* [DOCUMENT TEXT]:
To add to Arthur's answer, I'm going to give a very high-level and ahistorical framing of the two number system constructions which hopefully make the distinction between them more immediate.


Both standard and nonstandard (= hyperreal) analysis can be thought of as aspects of a single theme:

We can form interesting extensions of the field of rationals, $\mathbb{Q}$, by looking at substructures of quotients of the power structure $\mathbb{Q}^\mathbb{N}$.

Here $\mathbb{Q}^\mathbb{N}$ is the set of all infinite sequences of rationals, with the operations of addition and multiplication being defined componentwise. Many "basic properties" of these arithmetic operations persist from $\mathbb{Q}$ to $\mathbb{Q}^\mathbb{N}$, but some care is needed here (e.g. think about division). Quotients of $\mathbb{Q}^\mathbb{N}$ are the structures we get by "identifying" certain elements of $\mathbb{Q}^\mathbb{N}$ with each other; I'll use the notation "$A/{\sim}$" to describe the quotient of a set $A$ by an equivalence relation $\sim$.

* [GIVEN DATA]:
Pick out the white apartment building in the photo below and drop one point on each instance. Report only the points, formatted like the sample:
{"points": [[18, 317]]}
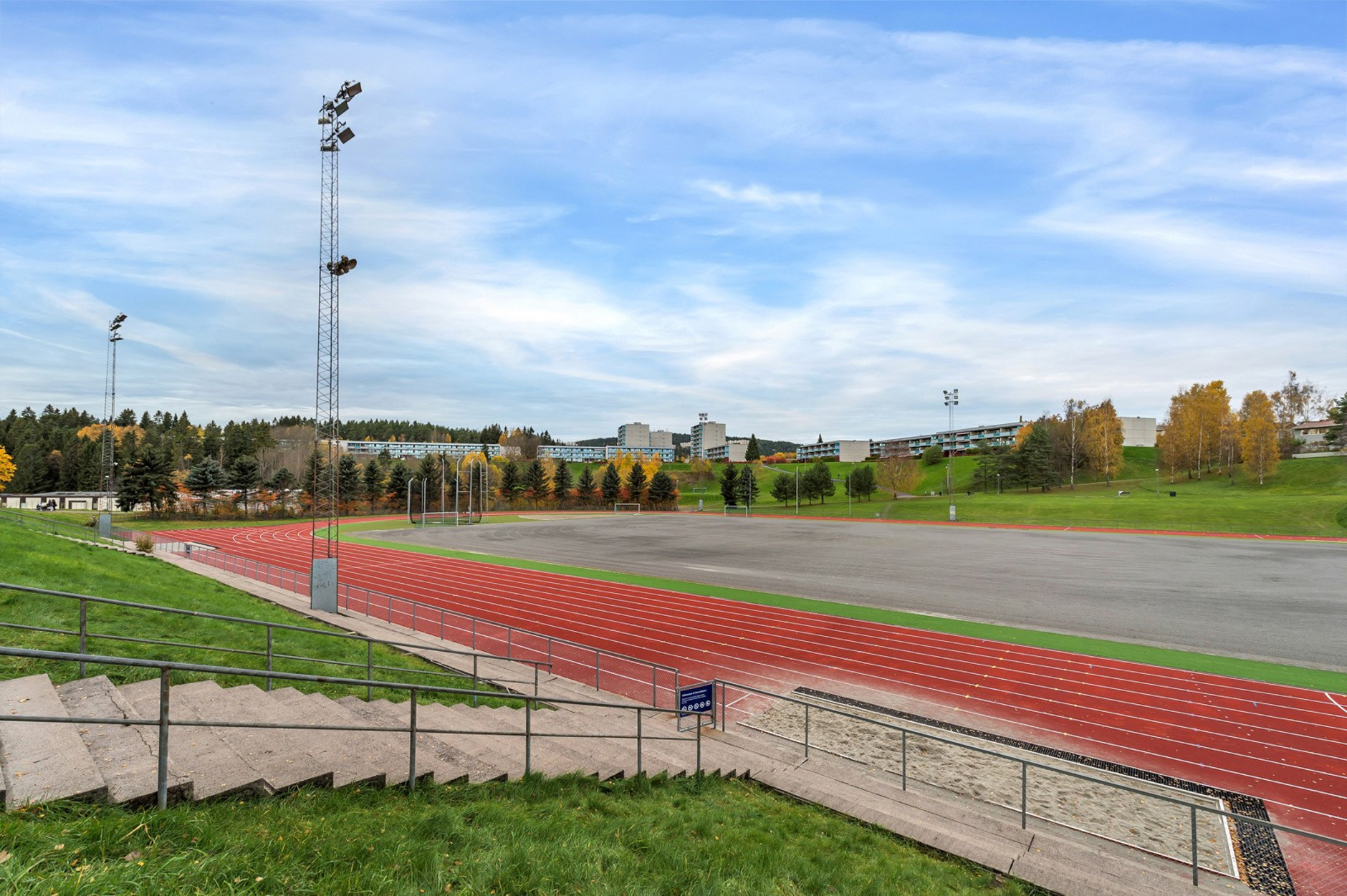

* [TASK SET]:
**a.** Please extract, word for word, the part of the forum answer on number system constructions that opens with the words containing "We can form" and closes with "equivalence relation $\sim$.".
**b.** In the forum answer on number system constructions, why does the writer give a high-level, ahistorical framing of the two constructions?
The listing is material separate from the forum answer on number system constructions.

* [RESPONSES TO THE EXERCISE]:
**a.**
We can form interesting extensions of the field of rationals, $\mathbb{Q}$, by looking at substructures of quotients of the power structure $\mathbb{Q}^\mathbb{N}$.

Here $\mathbb{Q}^\mathbb{N}$ is the set of all infinite sequences of rationals, with the operations of addition and multiplication being defined componentwise. Many "basic properties" of these arithmetic operations persist from $\mathbb{Q}$ to $\mathbb{Q}^\mathbb{N}$, but some care is needed here (e.g. think about division). Quotients of $\mathbb{Q}^\mathbb{N}$ are the structures we get by "identifying" certain elements of $\mathbb{Q}^\mathbb{N}$ with each other; I'll use the notation "$A/{\sim}$" to describe the quotient of a set $A$ by an equivalence relation $\sim$.

**b.** The writer hopes this framing will make the distinction between the two number system constructions more immediate.